Records from a pointing dataset
===============

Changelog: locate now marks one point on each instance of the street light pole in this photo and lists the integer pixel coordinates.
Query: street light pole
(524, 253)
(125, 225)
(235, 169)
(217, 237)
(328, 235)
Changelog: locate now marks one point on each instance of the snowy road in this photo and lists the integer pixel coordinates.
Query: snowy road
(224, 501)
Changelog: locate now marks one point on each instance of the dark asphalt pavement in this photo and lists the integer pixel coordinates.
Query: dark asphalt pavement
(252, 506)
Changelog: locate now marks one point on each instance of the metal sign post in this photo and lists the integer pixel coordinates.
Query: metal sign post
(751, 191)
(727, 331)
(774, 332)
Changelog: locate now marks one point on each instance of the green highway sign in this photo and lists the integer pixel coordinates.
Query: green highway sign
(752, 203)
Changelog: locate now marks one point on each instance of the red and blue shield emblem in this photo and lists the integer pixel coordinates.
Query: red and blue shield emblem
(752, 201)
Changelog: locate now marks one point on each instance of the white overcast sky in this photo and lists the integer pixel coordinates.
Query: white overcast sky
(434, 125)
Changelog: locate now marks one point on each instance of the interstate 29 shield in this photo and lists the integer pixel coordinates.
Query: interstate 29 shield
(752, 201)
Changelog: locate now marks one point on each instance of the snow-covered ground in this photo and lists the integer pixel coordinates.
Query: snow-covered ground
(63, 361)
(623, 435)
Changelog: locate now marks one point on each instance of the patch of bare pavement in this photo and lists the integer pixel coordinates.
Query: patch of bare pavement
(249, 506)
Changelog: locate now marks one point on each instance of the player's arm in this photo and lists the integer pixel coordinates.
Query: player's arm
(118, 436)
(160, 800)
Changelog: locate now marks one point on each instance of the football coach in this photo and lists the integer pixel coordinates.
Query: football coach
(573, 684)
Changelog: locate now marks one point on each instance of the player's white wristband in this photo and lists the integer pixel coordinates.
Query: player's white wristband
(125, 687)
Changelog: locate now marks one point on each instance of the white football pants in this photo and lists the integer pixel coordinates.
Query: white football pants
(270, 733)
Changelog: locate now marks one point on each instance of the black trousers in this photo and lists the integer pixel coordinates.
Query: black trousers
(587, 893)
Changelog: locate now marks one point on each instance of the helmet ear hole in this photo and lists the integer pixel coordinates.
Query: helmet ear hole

===============

§ Task brief:
Put all of the data above into a JSON list of strings, with one string for each line and blank lines left out.

§ The reply:
[
  "Changelog: locate now marks one point on each instance of the street light pole in this photo and lists the integer pixel coordinates.",
  "Query: street light pole",
  "(524, 253)",
  "(125, 225)",
  "(235, 169)",
  "(217, 237)",
  "(328, 235)",
  "Changelog: locate now marks one point on each instance of the snowy road in this photo and lists the integer pixel coordinates.",
  "Query: snowy road",
  "(224, 501)",
  "Changelog: locate now marks one point on each instance of the dark asphalt pavement in this photo and lists the integer pixel coordinates.",
  "Query: dark asphalt pavement",
  "(252, 506)",
  "Changelog: locate now marks one point on each instance of the metal sign post in this photo and lists the integer pixel coordinates.",
  "Query: metal sign post",
  "(751, 191)",
  "(727, 331)",
  "(774, 332)",
  "Changelog: locate now marks one point on each instance of the green highway sign in this photo and lists the integer pixel coordinates.",
  "Query: green highway sign",
  "(752, 203)",
  "Changelog: locate now marks one point on each instance of the red and blue shield emblem in this photo and lists the integer pixel coordinates.",
  "Query: red and blue shield emblem",
  "(752, 201)",
  "Changelog: locate now marks one point on each instance of the white overcast sky in this photo and lists the integer pixel coordinates.",
  "Query: white overcast sky",
  "(434, 125)",
  "Changelog: locate now marks one point on each instance of the interstate 29 shield in this photo and lists the integer pixel coordinates.",
  "Query: interstate 29 shield",
  "(752, 201)",
  "Changelog: locate now marks one point on each instance of the snow-covered ground in this photo and lists the integer pixel coordinates.",
  "Query: snow-covered ground",
  "(63, 361)",
  "(623, 435)",
  "Changelog: locate now marks one point on each instance of the patch of bare pavement in this photo and lists the integer pixel coordinates.",
  "Query: patch of bare pavement",
  "(249, 506)",
  "Changelog: locate now marks one point on each instance of the player's arm in this photo and lists the integer pixel coordinates.",
  "Query: player's arm",
  "(118, 436)",
  "(160, 800)",
  "Changelog: locate now marks one point on each instance of the football coach in this photo and lists the integer pixel coordinates.",
  "Query: football coach",
  "(573, 684)",
  "Changelog: locate now marks one point on each instance of the player's white wristband in this photo and lists the integer pixel coordinates.",
  "Query: player's white wristband",
  "(125, 687)",
  "Changelog: locate now marks one point on each instance of the white football pants in this photo and lists the integer pixel coordinates.",
  "Query: white football pants",
  "(270, 733)",
  "Changelog: locate now marks one point on each instance of the black trousers in this photo and lists the integer pixel coordinates.",
  "Query: black trousers",
  "(587, 893)",
  "Changelog: locate now marks one point on each instance of the helmet ear hole in this photo and lists the integer pixel coordinates.",
  "Query: helmet ear hole"
]